Text segment →

Disclaimer - Take it or leave it.... b*tch

Well, a start. Been meaning to start one of these newfangled do-hickeys called a 'blog'. Scary stuff these 'internets' where some disgusting meat banging pervert in Uzbekistan is on the other side reading my posts. But I'll take the plunge, and risk having a few new weird stalkers trying to add me on 'facebook'.


I have looked at other blogs, and my general reaction is zzzzzz. Come the f**k on! Sorry for my language. The average level of writing is atrocious and they fail to interest me as much as pussy fails to intrest Elton John. If you didn't understand that gtfo. That's why I have decided to start a blog, to show the world what a blog should be. It will be different from other blogs; • It will be good looking • It will be smart and subtle • It will be humorous • It will not be about clothes and food • It will be relevant. So in summary it will be Awesome!


So as this blog will 'be unlike any over blog' *deep scary commercial voice* (don't you just love that voice) I will put down some rules for us to follow, and some disclaimers for people reading. (Maybe I should have a big warning at the top of the page: 'Sensitive viewers are advised to stay the hell away from this blog')

Items →
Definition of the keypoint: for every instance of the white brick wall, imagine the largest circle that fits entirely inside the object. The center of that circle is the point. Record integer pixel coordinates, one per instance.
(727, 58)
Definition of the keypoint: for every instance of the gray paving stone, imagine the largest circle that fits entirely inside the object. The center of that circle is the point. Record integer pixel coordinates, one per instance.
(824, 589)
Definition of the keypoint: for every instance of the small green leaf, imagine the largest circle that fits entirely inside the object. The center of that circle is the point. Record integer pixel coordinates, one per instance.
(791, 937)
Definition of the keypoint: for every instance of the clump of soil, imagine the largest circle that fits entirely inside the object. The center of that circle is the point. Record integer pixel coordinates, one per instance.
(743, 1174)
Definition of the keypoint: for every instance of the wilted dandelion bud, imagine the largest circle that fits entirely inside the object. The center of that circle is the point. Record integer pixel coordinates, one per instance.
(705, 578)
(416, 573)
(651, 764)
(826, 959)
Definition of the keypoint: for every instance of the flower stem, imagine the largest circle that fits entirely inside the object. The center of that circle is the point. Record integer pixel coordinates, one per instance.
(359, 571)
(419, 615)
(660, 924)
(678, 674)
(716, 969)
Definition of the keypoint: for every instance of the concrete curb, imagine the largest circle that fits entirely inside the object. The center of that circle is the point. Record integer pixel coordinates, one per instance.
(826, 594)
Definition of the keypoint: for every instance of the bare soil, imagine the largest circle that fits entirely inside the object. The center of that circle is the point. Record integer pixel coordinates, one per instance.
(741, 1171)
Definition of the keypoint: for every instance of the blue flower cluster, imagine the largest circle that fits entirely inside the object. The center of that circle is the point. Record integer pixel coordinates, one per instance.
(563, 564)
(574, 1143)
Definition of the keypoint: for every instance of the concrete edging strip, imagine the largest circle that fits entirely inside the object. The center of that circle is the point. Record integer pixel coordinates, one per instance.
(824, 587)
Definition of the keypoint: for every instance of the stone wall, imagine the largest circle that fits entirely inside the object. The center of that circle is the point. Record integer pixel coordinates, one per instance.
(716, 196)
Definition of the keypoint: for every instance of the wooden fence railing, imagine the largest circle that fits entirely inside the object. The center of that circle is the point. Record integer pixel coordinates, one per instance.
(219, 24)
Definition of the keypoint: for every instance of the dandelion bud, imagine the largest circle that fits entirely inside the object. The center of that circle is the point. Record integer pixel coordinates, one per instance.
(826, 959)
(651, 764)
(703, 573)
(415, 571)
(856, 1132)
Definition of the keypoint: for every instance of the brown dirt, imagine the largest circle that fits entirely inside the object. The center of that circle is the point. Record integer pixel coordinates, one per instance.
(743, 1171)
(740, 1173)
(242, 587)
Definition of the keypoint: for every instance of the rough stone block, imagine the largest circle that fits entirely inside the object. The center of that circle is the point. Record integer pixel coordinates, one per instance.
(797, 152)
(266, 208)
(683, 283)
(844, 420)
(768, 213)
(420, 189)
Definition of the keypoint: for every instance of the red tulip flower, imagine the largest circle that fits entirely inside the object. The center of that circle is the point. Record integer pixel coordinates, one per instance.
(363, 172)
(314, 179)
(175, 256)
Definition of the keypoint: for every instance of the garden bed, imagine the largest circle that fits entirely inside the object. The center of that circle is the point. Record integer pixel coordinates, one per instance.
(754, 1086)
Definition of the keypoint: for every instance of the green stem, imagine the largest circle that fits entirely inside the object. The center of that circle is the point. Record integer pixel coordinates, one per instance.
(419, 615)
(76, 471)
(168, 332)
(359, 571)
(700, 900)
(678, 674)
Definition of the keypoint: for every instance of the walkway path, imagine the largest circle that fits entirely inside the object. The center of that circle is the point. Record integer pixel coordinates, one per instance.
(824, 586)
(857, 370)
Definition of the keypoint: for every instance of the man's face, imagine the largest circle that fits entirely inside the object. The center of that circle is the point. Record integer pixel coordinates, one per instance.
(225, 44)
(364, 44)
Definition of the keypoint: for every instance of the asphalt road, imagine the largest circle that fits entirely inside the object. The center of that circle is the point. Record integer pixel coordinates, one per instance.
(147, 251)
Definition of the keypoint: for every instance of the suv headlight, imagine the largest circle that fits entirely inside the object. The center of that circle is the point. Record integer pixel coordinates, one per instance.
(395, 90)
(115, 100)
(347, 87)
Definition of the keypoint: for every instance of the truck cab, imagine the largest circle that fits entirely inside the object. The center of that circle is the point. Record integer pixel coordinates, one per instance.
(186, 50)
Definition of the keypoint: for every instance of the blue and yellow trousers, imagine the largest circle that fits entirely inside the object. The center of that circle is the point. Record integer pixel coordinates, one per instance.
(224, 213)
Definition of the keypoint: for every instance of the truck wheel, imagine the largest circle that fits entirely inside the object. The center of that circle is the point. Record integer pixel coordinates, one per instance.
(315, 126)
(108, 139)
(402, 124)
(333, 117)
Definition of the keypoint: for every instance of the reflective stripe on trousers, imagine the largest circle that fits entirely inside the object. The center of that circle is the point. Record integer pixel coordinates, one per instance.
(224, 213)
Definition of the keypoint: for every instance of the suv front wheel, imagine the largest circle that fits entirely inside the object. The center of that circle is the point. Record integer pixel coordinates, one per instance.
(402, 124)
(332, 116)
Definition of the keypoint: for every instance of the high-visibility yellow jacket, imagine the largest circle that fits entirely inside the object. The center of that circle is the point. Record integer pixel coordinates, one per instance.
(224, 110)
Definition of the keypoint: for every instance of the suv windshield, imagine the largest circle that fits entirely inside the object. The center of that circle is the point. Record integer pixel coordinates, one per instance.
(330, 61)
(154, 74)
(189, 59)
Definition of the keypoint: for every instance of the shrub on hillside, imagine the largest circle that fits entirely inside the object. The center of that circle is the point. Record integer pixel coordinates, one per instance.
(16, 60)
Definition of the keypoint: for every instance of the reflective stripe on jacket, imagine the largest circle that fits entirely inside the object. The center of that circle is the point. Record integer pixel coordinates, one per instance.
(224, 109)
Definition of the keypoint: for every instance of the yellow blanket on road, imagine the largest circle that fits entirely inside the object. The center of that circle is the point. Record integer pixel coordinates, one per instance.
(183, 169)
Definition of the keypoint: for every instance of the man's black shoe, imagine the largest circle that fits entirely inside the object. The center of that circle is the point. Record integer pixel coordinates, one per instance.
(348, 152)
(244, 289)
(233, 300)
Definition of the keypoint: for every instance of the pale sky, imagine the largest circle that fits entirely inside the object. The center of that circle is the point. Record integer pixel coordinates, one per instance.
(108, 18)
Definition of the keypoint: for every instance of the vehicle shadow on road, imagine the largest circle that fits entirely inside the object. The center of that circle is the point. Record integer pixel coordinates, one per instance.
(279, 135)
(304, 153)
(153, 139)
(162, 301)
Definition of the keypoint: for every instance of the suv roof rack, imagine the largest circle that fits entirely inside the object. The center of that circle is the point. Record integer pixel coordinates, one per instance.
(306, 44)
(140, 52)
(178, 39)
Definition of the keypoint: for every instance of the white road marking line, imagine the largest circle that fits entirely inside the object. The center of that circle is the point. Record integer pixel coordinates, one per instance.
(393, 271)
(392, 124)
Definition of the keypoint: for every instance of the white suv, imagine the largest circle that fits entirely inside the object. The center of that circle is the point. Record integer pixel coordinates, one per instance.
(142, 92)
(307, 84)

The request → Condense the blog post's paragraph that begins "So as this blog will" into two sentences, keeping its main points.

Answer to this problem → Because this blog is meant to be unlike any other, the writer plans to set down some rules to follow and some disclaimers for readers. The writer also considers putting a big warning at the top of the page that advises sensitive viewers to stay away.